設問 ->
1. レビュー本文によると、ジョーダンがハリウッドの人気俳優として初めて取り入れた制度は何ですか。
2. レビュー本文の最後の文に続けて、その先を書いてください。
------ レビュー本文 ------
くまちゃん

クリード 過去の逆襲のくまちゃんのネタバレレビュー・内容・結末

クリード 過去の逆襲(2023年製作の映画)
3.3

このレビューはネタバレを含みます

2013年、オスカーグラント三世射殺事件を描いた「フルートベール駅で」が公開されると、映画業界での監督ライアン・クーグラーと主演マイケル・B・ジョーダンへの注目度は一気に高まった。
それ以降クーグラーとジョーダンは幾度もタッグを組み、黒人であることを活かしつつも人種による垣根を越えようと務めてきた。
俳優が出演契約を交わす際、スタッフとキャストに対し人種や性的少数者などの多様性を担保する目的で設けられたインクルージョン・ライダーという制度が存在する。ジョーダンはハリウッドの人気俳優として初めてインクルージョン・ライダーを取り入れた。

今作はクーグラーの立ち上げたスピンオフのメガホンを、ジョーダン自身へと引き継がれた形となる。
メアリーに引き取られて以降、黒人でありながら裕福な暮らしを手に入れたアドニス、逮捕により夢を絶たれ、青春を奪われ、全てを失ったデイミアン。二人の対極的な人生と各々の想いが交錯する。
これをジョーダンが監督した意味は大きい。アフリカ系アメリカ人の差別と偏見を描き続けてきたスパイク・リーとも異なる視点と感性によって新たな時代のブラックムービーと言えるだろう。
------ 提供データ ------
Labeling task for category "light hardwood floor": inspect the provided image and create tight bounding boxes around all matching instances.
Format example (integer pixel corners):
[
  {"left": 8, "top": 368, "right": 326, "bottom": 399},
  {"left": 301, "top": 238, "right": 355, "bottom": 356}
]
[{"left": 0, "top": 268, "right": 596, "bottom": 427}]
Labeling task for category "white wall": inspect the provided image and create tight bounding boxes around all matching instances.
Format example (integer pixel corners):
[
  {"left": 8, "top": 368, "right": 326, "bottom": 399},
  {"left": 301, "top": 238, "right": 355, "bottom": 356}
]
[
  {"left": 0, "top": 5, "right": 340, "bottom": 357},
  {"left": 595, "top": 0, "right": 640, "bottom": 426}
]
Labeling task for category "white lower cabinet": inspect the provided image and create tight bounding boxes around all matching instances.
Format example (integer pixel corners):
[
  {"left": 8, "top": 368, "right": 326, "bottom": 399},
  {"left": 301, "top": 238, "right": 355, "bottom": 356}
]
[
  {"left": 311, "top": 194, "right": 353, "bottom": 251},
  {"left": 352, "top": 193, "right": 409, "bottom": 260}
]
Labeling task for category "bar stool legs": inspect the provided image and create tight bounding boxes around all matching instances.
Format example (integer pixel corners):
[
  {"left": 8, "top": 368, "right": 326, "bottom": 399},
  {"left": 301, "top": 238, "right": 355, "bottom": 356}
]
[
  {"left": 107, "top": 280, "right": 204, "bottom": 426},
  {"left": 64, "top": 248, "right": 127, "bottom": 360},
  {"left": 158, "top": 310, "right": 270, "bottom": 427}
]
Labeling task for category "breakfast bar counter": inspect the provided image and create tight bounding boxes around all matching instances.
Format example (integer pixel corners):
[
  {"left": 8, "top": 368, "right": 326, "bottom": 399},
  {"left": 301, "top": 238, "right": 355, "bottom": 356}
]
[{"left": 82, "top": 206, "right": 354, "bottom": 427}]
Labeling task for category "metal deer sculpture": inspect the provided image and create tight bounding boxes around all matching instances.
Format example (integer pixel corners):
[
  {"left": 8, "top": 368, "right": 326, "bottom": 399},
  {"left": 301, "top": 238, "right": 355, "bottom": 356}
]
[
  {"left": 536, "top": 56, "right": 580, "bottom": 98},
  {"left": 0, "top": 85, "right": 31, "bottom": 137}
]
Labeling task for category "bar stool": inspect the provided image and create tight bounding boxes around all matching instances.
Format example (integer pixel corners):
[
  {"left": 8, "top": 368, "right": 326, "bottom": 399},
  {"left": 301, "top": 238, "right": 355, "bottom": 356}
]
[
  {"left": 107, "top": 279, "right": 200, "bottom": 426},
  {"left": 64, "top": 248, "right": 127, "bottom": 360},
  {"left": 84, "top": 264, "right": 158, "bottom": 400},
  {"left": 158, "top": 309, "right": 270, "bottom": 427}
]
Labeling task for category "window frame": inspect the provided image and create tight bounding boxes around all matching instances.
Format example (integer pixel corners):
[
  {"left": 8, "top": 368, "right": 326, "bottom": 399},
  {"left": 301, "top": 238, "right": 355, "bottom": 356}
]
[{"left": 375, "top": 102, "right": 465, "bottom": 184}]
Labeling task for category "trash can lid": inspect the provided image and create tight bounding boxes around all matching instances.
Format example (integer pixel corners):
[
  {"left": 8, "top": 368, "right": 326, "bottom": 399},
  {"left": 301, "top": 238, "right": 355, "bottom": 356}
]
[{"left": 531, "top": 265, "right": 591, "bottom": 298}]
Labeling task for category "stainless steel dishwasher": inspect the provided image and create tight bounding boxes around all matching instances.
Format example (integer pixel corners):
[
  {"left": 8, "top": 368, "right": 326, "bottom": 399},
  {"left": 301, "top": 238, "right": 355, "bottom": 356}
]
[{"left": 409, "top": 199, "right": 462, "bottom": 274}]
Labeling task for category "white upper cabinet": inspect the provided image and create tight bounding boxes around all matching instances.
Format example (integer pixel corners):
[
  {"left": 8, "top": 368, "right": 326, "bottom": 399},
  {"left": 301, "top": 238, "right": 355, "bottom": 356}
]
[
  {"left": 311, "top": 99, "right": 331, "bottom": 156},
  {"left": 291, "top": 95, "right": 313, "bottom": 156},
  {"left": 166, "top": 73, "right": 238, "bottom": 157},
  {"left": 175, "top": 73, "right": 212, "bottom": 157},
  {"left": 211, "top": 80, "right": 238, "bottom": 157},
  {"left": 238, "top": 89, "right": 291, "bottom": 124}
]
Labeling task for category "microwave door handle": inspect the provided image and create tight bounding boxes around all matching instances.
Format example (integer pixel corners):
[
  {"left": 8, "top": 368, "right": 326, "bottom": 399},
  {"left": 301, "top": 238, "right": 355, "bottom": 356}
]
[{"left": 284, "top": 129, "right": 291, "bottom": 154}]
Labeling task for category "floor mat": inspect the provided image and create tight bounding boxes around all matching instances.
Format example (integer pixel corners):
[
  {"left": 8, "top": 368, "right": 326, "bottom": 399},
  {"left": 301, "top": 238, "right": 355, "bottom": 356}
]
------
解答 ->
1. インクルージョン・ライダーです。

2.
聴覚障害を患う娘アマーラは嫌がらせをしてきた同級生に拳で応える。アドニスが自衛のためとしてボクシングの基礎を教えたためだ。暴力という短絡的な解決法にビアンカは眉をひそめる。暴力以外の解決法を教えるべきだとするビアンカの主張は正しい。アマーラの将来のためにもその方がいいだろう。ところが、アマーラの暴力性に対するアンサーが作中には登場しない。むしろボクシングがアドニスとアマーラの絆としての一部分が切り取られることで暴力を正当化しているようにも見える。
多様性に寛容的な現代において未だに黒人へのステレオタイプな偏見を持つものは多い。だからこそ尚更暴力に対する否定を示すべきだったのではないか。
ボクシングはスポーツであって暴力ではない。一般的な社会生活において相手に拳を振り上げるような行動は慎まなければならない。それを娘に教えるのがアドニスの役割だったはずだ。

長年デイミアンから送られ続けていた手紙を母メアリーは隠していた。
それに激昂するアドニス。デイミアンとの仲が拗れたのは母のせいだと責める。
客観的思考の持ち主であれば、手紙を隠していたのは自分の身を案じる親心であると理解できるだろう。アドニスもわかってはいた。ただ突発的に責めてしまった。前作ではロッキーを今作では母を。
いつになく成長のないアドニス。
父親になっても子供のように不貞腐れるアドニスはもしかすると極度の愛着障害なのかもしれない。甘えたい相手からの言動がたとえこちらを気遣っていたのだとしても自分の気持ちとの大きな乖離に耐えられず許容できず感情的になってしまう。相手への怒りの示し方が幼稚すぎて毎回イマイチ感情移入しづらい。

今作は色々揉めた挙げ句名前だけのスタローンとなった。現実問題でのイザコザは仕方がないだろう。だが作品に影響を及ぼすのはいかがなものか。
今作にはロッキーなど微塵も登場しない。前作のラストでロッキーは息子の家族を訪れ受け入れられた。そこでロッキーの物語は完結としてもいいのだろう。
ロッキーはそれで幸せなのだ。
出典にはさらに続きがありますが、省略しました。